*DIRECTIONS*. Reproduce the material from the line with "trace the outline of every instance of the door frame" through the end, putting "contour" in place of "outline" and leaving everything else unchanged.
--- RECORD LIST ---
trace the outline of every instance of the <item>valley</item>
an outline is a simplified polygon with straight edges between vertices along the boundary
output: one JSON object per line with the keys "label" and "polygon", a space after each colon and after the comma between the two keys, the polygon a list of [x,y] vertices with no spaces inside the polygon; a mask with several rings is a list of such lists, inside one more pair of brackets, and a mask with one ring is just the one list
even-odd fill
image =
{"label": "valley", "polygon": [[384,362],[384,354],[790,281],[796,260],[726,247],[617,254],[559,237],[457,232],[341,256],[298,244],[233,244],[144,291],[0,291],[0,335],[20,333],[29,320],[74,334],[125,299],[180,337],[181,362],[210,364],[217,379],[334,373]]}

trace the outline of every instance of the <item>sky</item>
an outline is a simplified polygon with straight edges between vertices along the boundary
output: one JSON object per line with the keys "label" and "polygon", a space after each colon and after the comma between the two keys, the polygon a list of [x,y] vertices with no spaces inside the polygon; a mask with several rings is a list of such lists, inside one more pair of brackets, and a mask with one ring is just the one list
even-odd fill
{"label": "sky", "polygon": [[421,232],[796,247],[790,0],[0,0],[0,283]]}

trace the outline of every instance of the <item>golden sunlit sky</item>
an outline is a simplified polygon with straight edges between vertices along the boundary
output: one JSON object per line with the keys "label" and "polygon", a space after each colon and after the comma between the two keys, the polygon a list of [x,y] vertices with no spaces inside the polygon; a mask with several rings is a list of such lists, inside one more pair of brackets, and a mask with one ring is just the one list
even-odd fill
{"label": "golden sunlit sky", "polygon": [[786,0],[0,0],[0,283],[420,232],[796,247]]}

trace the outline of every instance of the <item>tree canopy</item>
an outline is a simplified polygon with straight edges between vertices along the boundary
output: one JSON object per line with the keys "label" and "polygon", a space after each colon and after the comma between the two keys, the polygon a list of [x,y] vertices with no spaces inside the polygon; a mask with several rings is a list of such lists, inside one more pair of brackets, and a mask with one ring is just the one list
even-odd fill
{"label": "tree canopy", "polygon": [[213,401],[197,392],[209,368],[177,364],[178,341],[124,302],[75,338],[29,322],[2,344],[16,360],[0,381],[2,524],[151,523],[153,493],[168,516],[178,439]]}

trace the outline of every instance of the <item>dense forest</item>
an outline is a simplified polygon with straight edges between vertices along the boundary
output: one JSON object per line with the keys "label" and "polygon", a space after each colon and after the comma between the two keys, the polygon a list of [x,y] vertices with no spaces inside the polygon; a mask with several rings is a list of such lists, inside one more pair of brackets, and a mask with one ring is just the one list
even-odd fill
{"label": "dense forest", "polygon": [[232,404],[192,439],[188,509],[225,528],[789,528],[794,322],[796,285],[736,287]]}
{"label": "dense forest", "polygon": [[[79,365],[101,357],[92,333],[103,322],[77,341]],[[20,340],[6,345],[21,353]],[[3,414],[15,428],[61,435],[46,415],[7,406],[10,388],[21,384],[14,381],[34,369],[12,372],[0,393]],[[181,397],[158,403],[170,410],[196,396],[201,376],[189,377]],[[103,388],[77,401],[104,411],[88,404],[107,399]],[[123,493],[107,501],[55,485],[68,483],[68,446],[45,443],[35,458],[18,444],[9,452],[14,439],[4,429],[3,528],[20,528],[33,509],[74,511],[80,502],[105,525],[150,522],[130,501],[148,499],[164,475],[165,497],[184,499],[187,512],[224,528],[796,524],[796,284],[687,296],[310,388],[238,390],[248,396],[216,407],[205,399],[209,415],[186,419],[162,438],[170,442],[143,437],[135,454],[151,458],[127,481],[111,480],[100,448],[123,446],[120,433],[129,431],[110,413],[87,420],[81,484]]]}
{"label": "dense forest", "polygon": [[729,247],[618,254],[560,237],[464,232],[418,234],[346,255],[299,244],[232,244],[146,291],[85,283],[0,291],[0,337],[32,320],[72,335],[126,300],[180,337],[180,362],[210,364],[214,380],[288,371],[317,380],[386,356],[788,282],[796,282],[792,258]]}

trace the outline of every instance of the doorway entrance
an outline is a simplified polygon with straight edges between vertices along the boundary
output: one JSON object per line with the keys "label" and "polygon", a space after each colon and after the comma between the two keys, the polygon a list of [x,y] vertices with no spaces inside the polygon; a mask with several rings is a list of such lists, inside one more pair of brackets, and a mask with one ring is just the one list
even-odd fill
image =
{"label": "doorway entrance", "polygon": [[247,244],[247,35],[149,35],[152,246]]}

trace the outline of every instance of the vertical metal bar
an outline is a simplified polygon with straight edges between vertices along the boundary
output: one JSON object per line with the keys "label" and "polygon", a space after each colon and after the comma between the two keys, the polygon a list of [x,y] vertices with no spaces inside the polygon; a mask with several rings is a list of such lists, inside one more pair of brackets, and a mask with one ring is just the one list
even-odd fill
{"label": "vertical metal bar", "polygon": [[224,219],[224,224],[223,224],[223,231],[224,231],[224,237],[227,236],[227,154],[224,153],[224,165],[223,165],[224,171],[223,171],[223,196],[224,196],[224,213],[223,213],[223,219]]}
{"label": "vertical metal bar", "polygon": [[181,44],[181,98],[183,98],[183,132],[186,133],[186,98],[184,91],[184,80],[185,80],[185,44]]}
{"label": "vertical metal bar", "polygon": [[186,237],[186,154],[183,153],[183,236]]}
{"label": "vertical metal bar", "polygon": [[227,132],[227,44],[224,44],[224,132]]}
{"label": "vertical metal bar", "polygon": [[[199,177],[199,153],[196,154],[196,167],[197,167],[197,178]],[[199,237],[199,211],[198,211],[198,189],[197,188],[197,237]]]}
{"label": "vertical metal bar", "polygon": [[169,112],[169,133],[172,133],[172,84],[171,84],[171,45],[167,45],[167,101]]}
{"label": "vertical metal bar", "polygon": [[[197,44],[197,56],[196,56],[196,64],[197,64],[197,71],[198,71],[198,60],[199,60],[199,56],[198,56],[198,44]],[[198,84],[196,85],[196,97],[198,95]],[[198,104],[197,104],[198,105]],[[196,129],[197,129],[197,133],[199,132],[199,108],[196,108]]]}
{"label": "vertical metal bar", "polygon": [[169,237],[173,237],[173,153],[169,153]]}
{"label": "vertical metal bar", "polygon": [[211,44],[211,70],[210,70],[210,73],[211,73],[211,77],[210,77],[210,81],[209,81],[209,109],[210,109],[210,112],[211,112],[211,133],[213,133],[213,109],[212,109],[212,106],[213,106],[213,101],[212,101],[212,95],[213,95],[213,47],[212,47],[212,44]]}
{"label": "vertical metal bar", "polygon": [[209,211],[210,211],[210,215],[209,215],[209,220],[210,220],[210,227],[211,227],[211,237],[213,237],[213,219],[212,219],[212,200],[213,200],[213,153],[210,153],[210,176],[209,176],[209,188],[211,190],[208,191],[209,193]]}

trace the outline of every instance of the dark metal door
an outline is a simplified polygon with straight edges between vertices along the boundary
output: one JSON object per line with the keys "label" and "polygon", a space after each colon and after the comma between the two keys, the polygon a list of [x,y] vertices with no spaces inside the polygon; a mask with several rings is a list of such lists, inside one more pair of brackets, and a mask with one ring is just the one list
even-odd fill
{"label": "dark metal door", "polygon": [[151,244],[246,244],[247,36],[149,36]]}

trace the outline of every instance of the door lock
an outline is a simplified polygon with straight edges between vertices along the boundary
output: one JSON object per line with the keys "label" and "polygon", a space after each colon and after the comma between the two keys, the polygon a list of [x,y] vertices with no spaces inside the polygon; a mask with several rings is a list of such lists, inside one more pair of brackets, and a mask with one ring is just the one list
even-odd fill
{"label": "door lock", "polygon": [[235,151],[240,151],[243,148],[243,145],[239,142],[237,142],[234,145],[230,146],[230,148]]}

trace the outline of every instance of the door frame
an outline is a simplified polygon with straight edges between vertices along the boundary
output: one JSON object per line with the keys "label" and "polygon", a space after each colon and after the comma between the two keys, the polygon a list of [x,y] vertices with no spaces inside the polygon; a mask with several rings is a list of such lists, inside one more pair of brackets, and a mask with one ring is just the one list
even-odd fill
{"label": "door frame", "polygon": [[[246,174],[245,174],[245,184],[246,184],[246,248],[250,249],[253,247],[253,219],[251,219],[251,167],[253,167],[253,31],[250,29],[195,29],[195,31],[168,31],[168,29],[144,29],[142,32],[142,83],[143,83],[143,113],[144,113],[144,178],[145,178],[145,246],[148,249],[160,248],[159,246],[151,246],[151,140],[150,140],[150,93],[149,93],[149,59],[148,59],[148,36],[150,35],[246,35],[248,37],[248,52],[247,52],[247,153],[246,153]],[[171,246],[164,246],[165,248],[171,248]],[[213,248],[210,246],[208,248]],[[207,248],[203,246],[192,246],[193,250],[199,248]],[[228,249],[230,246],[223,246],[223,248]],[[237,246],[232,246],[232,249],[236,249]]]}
---
*COMPLETED TASK*.
trace the contour of every instance of the door frame
an contour is a simplified polygon with straight edges between vertices along the boundary
output: one JSON object per line with the keys "label" and "polygon", a space after each colon and after the comma between the two keys, the polygon a list of [x,y] vertices with no spaces inside the polygon; a mask with several rings is a list of such lists, inside one more pair of brackets, and a mask with one ring is just the one list
even-odd fill
{"label": "door frame", "polygon": [[[246,174],[245,174],[245,184],[246,184],[246,248],[250,249],[253,247],[253,219],[251,219],[251,167],[253,167],[253,31],[250,29],[195,29],[195,31],[168,31],[168,29],[144,29],[142,32],[142,83],[143,83],[143,113],[144,113],[144,178],[145,178],[145,246],[148,249],[160,248],[159,246],[151,246],[151,140],[150,140],[150,93],[149,93],[149,59],[148,59],[148,36],[150,35],[246,35],[248,37],[248,52],[247,52],[247,153],[246,153]],[[171,246],[164,246],[165,248],[171,248]],[[213,248],[210,246],[208,248]],[[207,248],[203,246],[192,246],[193,250],[199,248]],[[228,249],[230,246],[223,246],[223,248]],[[237,246],[232,246],[232,249],[236,249]]]}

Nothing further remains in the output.